--- START ---

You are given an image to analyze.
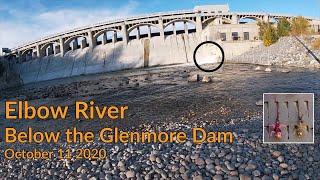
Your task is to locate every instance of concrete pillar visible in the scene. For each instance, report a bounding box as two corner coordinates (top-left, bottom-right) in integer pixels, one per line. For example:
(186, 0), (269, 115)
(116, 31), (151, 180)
(184, 22), (189, 34)
(158, 17), (165, 40)
(102, 32), (107, 45)
(54, 45), (60, 54)
(196, 13), (202, 34)
(311, 25), (315, 32)
(136, 26), (140, 40)
(18, 51), (23, 62)
(173, 22), (176, 35)
(72, 39), (78, 50)
(313, 25), (318, 33)
(25, 52), (31, 61)
(214, 17), (222, 25)
(112, 31), (117, 43)
(121, 23), (128, 44)
(232, 14), (239, 24)
(47, 44), (54, 55)
(87, 30), (96, 48)
(263, 14), (269, 22)
(59, 37), (66, 57)
(19, 51), (27, 62)
(36, 44), (41, 58)
(147, 25), (151, 38)
(28, 52), (33, 60)
(81, 39), (87, 49)
(15, 51), (20, 63)
(32, 51), (37, 58)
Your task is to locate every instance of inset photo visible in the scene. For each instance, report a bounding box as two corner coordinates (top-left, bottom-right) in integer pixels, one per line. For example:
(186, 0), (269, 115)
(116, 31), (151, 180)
(263, 93), (314, 144)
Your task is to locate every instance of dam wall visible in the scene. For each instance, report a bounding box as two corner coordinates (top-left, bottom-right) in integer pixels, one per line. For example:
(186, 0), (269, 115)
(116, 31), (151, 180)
(12, 33), (261, 84)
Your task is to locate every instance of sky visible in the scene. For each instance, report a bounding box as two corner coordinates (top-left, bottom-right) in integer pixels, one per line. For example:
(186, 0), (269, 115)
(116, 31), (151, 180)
(0, 0), (319, 48)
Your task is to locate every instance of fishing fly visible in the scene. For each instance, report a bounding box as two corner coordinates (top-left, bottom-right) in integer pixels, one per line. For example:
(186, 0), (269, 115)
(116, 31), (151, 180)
(294, 101), (309, 138)
(265, 101), (289, 140)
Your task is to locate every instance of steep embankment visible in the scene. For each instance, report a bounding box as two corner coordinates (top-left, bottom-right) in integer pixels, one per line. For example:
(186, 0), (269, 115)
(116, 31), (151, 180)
(0, 59), (22, 90)
(232, 36), (320, 68)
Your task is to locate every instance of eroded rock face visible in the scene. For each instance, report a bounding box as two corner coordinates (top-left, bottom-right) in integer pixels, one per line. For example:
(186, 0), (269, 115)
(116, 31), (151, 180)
(0, 59), (22, 90)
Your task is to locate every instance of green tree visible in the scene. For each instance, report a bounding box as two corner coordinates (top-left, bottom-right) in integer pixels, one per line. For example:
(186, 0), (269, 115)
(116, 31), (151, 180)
(258, 22), (279, 46)
(277, 18), (291, 37)
(257, 21), (268, 39)
(291, 16), (310, 36)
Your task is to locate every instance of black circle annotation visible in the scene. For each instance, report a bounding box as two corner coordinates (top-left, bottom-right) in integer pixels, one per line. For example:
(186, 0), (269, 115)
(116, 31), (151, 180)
(193, 41), (225, 72)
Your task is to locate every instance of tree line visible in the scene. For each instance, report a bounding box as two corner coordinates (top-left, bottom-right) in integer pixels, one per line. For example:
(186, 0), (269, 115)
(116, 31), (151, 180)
(258, 16), (314, 47)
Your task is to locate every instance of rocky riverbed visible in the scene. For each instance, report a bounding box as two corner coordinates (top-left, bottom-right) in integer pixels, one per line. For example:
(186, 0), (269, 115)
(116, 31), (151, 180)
(0, 63), (319, 179)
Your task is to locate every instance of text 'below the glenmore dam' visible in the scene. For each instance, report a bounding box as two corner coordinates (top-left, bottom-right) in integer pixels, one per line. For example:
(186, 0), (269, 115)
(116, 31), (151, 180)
(4, 127), (234, 144)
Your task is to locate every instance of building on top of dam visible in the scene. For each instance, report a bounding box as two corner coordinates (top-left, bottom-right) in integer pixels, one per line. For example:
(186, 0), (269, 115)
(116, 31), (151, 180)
(194, 4), (230, 13)
(0, 48), (11, 56)
(1, 5), (320, 84)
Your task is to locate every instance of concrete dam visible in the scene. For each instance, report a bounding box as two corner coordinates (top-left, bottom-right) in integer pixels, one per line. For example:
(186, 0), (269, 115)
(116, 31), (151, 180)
(2, 5), (320, 84)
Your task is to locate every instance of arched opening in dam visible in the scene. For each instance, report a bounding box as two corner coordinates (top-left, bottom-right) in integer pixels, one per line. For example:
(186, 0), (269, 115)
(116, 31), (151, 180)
(41, 42), (61, 57)
(95, 29), (123, 45)
(128, 24), (160, 40)
(65, 36), (89, 53)
(239, 17), (260, 24)
(269, 17), (278, 24)
(21, 49), (33, 62)
(202, 17), (232, 29)
(164, 20), (196, 37)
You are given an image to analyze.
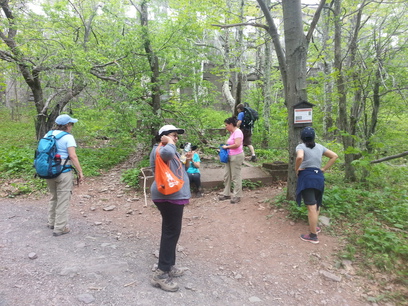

--- END ---

* What you are asked to do: Copy the listing above in full and exactly, but omit each picture that it holds.

* Answer to the problem:
You are given an image to analyze.
Your task is to locate every instance of concrete pillar visible in the scene. For each instance, report a bounding box as two corner coordinates (top-left, bottom-right) in integer pixels, one per line. For example:
(186, 0), (269, 115)
(116, 31), (151, 180)
(184, 22), (189, 34)
(158, 17), (165, 40)
(102, 32), (107, 45)
(54, 45), (60, 54)
(196, 13), (202, 34)
(311, 25), (315, 32)
(136, 26), (140, 40)
(18, 51), (23, 62)
(173, 22), (176, 35)
(72, 39), (78, 50)
(313, 25), (318, 33)
(25, 52), (31, 61)
(214, 17), (222, 25)
(112, 31), (117, 43)
(121, 23), (128, 44)
(232, 14), (239, 24)
(47, 44), (54, 55)
(87, 30), (96, 48)
(263, 14), (269, 22)
(59, 37), (66, 57)
(19, 51), (27, 62)
(36, 44), (41, 58)
(147, 25), (151, 38)
(28, 52), (33, 60)
(81, 39), (87, 49)
(15, 51), (20, 63)
(32, 51), (37, 58)
Your task is to locate every instance of inset photo visible in the scene. For each instance, report a bounding box as two corner coordinates (top-left, bottom-right) in integer pixels, one per line. For example:
(186, 0), (269, 115)
(116, 31), (151, 180)
(263, 93), (314, 144)
Your task is to locate every instance of dam wall visible in the scene. For each instance, report a bounding box as two corner coordinates (top-left, bottom-right) in integer pixels, one per line. For example:
(186, 0), (269, 115)
(116, 31), (151, 180)
(12, 33), (261, 84)
Your task is to locate every instance of sky visible in the scene. For each instance, report a bounding box as two corner coordinates (top-left, bottom-right) in integer pixels, one per line. For example:
(186, 0), (269, 115)
(116, 31), (151, 180)
(0, 0), (319, 48)
Your task is to locate every instance of fishing fly visible in the scene. For each instance, report a bounding box as two corner coordinates (top-left, bottom-right) in integer pixels, one per line. For example:
(186, 0), (269, 115)
(116, 31), (151, 180)
(294, 101), (309, 138)
(265, 101), (289, 140)
Your task is to locate every instance of steep embankment visible in the scene. For each instance, report a bounding box as two corner coordinates (top-left, bottom-right) in integer pixels, one per line. For example:
(186, 0), (269, 115)
(116, 31), (151, 180)
(0, 59), (22, 90)
(232, 36), (320, 68)
Your task is to locate every instance of eroded rock face visible in the scene. For each instance, report a bounding box as two corner coordinates (top-left, bottom-right) in integer pixels, one per line. For example:
(186, 0), (269, 115)
(116, 31), (151, 180)
(0, 59), (22, 90)
Your task is to locate every instance of green tree visible in the scene. For each instance, report a bounding box as two corner coordinates (top-left, bottom-right) in integer pixels, one per line. For example:
(186, 0), (269, 115)
(116, 31), (151, 180)
(258, 22), (279, 46)
(277, 18), (291, 37)
(257, 21), (268, 39)
(291, 16), (310, 36)
Your task is to locate every instance of black circle annotation visible in the scene. For each instance, report a bounding box as two corner coordinates (top-left, bottom-right) in integer pixels, one per line. For example:
(186, 0), (269, 115)
(116, 31), (151, 180)
(193, 41), (225, 72)
Your task is to locate every instance of tree line visible in the scene. For each instance, report a bounding box as two corner coordinates (top-left, bottom-right) in integer pixels, one per line. For example:
(186, 0), (269, 115)
(116, 31), (151, 180)
(258, 16), (314, 47)
Your task is to locate every instance of rocky riverbed visible in the scene. For each instance, report a bounding box as two corner coordinates (top-left, bottom-right) in integer pixels, one per line. For example:
(186, 0), (269, 115)
(116, 31), (151, 180)
(0, 63), (319, 179)
Your task is to locate every instance of text 'below the glenmore dam' visible in the scene. For each instance, report a bounding box as two corner coordinates (top-left, bottom-right) in integer pixels, one per line. For example:
(186, 0), (269, 115)
(116, 31), (151, 180)
(4, 127), (234, 144)
Your task is to locate every instance of building on top of dam visible in the scene. For each instance, report a bounding box as two corner coordinates (top-left, bottom-right) in integer pixels, one per line. For example:
(186, 0), (269, 115)
(116, 31), (151, 180)
(194, 4), (230, 13)
(0, 48), (11, 56)
(1, 5), (320, 84)
Your task is to locate every instance of concrete dam visible in the scene. For each instance, report a bounding box as two corner coordinates (top-left, bottom-right) in integer pixels, one per line. For example:
(186, 0), (269, 115)
(116, 31), (151, 180)
(2, 5), (320, 84)
Your task is to locate every instance of arched opening in dam visible in the scene. For each instance, report a bounding box as two corner coordinates (top-left, bottom-right) in integer pixels, one per line. For example:
(186, 0), (269, 115)
(116, 31), (151, 180)
(41, 42), (61, 57)
(95, 29), (123, 45)
(128, 24), (160, 40)
(65, 36), (89, 53)
(239, 17), (260, 24)
(269, 17), (278, 24)
(21, 49), (33, 62)
(202, 17), (232, 29)
(164, 20), (196, 37)
You are given an image to analyze.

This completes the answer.